Every line of the following records that includes "target" should be copied.

(Segmentation mask data)
Content starts
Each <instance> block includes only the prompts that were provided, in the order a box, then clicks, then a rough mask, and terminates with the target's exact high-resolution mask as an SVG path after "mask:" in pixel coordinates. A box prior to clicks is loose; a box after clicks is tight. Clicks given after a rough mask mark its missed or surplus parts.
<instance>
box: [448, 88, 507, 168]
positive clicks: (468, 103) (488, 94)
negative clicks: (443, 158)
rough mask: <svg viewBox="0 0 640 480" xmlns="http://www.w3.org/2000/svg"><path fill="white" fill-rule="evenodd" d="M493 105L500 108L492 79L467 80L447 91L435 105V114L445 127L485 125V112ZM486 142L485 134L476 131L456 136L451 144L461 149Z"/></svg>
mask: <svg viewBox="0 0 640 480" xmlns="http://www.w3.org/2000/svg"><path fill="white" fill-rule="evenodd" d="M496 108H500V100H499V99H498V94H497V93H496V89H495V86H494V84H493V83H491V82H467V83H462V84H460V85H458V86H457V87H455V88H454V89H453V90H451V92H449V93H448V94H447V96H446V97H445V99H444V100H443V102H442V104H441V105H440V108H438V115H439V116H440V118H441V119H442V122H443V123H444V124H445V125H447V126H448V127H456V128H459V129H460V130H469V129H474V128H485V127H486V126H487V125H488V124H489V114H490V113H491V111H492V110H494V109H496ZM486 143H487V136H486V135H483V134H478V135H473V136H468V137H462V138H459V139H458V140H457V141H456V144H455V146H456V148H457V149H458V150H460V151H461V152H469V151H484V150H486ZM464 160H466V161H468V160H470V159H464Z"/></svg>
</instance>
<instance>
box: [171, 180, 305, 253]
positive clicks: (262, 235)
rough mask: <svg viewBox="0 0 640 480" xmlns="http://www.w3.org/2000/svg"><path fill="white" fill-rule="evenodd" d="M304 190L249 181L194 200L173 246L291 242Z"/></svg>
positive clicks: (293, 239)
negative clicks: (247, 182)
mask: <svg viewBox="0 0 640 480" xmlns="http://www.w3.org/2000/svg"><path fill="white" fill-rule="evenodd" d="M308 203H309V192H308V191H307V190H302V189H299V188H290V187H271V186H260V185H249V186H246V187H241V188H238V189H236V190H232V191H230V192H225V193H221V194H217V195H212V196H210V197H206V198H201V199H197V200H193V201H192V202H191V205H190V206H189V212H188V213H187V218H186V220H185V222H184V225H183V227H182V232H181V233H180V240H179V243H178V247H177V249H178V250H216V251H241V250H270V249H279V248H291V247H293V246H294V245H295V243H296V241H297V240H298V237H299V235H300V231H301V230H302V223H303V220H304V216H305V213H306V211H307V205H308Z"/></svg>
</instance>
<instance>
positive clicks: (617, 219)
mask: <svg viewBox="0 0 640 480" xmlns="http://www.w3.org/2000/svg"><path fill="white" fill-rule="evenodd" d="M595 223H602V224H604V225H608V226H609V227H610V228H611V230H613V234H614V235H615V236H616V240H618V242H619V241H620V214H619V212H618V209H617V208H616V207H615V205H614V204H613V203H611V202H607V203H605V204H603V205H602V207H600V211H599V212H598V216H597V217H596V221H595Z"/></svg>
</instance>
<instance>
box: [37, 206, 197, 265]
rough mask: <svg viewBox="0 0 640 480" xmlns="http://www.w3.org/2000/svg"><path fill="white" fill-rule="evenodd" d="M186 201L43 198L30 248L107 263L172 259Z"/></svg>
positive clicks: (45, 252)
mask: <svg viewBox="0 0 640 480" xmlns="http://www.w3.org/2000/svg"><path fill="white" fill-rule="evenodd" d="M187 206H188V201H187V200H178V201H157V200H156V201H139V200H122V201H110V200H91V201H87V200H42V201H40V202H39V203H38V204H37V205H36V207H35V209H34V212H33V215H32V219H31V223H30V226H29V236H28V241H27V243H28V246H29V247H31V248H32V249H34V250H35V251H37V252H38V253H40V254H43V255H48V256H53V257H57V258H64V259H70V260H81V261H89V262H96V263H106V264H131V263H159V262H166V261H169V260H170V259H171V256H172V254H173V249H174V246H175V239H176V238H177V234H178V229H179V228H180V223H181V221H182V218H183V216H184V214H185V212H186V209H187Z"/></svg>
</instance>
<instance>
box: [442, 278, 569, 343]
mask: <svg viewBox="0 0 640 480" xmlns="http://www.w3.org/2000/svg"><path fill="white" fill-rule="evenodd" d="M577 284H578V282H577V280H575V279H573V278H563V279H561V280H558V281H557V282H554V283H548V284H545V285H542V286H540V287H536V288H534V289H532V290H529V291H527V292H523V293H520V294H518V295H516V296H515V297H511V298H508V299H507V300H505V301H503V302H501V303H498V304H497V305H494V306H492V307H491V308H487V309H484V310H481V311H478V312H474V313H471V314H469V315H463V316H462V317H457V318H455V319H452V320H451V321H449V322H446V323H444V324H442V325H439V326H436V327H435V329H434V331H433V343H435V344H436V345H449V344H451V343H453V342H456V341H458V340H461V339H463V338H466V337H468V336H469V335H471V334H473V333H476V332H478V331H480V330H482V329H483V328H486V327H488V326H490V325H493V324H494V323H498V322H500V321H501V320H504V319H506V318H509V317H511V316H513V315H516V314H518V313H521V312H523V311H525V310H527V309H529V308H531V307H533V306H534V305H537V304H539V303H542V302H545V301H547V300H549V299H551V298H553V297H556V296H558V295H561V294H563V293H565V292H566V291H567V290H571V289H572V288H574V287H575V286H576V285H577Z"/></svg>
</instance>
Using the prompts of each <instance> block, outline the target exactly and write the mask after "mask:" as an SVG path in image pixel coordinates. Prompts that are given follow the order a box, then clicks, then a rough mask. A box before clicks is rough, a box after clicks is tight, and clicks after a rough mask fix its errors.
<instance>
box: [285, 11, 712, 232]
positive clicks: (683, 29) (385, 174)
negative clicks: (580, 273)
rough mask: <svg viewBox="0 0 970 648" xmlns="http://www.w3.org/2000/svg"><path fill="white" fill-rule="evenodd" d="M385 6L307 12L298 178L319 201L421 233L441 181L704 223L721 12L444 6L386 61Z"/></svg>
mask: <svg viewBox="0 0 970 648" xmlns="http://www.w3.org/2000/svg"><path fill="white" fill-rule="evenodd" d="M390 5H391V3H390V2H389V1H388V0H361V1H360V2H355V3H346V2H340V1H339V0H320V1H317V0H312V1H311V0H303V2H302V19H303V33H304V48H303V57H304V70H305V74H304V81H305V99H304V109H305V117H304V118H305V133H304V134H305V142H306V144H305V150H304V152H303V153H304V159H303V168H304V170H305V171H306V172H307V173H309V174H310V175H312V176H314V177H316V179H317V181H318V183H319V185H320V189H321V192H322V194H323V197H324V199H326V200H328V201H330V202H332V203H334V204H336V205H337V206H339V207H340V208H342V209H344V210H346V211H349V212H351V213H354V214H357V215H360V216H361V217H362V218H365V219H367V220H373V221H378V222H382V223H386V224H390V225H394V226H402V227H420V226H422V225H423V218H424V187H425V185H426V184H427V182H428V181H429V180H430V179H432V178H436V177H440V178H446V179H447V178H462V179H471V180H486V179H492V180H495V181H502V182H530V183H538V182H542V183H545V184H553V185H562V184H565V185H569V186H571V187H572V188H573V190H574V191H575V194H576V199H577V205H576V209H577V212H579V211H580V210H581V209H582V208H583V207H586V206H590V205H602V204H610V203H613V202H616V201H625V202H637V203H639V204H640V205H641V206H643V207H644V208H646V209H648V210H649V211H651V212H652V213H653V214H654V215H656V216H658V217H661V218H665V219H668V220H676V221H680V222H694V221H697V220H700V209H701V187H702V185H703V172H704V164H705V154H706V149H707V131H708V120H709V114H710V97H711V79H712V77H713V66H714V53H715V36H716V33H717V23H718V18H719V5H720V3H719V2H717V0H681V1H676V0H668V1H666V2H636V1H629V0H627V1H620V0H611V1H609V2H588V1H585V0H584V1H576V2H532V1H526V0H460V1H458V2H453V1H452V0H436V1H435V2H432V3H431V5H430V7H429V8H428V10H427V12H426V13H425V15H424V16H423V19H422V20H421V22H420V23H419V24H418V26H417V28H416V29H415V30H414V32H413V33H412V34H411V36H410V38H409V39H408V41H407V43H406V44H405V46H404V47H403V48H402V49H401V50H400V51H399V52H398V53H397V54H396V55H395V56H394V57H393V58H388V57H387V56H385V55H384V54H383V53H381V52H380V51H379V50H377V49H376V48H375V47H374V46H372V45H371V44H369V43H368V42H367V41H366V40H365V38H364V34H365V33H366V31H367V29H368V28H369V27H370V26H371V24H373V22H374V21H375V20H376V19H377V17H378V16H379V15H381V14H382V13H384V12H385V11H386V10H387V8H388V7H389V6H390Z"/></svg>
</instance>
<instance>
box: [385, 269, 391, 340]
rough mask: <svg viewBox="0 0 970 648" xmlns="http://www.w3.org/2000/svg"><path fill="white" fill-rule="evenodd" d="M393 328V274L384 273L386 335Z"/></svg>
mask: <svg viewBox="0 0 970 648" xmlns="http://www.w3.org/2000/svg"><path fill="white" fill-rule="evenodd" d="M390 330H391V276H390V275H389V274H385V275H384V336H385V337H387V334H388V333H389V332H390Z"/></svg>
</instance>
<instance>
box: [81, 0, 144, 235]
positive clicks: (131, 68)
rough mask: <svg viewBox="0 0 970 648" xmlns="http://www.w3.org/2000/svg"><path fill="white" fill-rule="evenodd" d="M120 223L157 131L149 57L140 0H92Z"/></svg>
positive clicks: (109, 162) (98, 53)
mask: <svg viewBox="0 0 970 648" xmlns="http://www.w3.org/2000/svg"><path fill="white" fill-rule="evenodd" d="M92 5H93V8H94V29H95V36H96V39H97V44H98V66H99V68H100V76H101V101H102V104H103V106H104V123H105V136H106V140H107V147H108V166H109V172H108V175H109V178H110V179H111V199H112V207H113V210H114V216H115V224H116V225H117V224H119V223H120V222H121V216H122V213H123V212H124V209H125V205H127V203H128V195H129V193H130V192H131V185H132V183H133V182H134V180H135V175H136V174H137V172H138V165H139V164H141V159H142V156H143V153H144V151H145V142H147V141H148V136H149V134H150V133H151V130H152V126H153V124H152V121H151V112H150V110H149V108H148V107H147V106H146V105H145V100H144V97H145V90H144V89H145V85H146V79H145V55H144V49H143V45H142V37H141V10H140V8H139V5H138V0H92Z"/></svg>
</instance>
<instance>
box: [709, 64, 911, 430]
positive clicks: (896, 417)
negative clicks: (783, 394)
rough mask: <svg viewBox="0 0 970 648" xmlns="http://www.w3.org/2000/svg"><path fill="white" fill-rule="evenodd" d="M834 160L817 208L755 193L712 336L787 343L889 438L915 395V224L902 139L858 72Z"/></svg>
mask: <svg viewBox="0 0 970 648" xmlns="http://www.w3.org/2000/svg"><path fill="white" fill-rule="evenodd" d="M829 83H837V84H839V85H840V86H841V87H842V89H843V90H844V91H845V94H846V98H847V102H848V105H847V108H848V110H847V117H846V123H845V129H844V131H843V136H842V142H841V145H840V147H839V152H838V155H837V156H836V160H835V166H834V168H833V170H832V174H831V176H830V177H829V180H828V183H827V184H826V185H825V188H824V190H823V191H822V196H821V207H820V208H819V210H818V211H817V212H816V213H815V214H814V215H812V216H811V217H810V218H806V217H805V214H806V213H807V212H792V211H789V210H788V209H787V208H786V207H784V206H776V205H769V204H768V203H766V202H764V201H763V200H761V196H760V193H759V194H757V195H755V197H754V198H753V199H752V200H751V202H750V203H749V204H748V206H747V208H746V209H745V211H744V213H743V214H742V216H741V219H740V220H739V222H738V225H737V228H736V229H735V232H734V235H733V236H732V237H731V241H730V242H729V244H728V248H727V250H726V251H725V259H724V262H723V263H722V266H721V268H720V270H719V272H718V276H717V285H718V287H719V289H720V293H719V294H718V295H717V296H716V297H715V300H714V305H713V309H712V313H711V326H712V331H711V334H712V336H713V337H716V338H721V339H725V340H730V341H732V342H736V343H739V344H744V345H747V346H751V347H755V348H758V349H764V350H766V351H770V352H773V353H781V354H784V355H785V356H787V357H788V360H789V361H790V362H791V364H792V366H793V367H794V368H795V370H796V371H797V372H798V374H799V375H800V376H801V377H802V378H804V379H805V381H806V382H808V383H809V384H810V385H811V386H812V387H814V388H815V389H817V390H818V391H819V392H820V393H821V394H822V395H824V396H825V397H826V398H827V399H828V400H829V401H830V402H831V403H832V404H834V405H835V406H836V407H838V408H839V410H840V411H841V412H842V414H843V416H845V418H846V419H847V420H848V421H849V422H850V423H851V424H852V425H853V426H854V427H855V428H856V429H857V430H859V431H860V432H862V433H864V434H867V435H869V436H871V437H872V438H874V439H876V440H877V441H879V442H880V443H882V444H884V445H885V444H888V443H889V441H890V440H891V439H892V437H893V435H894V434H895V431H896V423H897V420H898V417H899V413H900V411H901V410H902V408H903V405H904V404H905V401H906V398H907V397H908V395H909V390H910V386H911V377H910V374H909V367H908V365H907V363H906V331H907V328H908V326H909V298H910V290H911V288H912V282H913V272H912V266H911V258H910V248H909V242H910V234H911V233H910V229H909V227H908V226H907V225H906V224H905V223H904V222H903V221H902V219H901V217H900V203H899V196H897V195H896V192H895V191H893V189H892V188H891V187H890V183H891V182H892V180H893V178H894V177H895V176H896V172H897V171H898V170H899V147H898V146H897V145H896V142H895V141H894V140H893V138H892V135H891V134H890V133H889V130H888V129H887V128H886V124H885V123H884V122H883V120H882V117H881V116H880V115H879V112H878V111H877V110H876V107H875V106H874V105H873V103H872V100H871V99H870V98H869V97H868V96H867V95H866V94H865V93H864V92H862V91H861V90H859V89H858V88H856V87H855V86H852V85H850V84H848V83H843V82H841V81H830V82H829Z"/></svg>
Content ends
Your solution:
Each <instance> block includes only the prompts that were provided, in the order a box, then clicks, then a rough mask, and terminates with the target's exact high-resolution mask as an SVG path after "mask:" in pixel coordinates. A box prior to clicks is loose; a box after clicks is tight. Clicks given after a rough mask mark its missed or surplus parts.
Using the prompts of each <instance> block, outline the target exactly and write the mask after "mask:" as an SVG path in image pixel coordinates. Prompts that are given follow the order a box, then clicks, then a rough mask. A box before clicks is rough, a box after clicks is tight, and clicks after a rough mask fix its errors.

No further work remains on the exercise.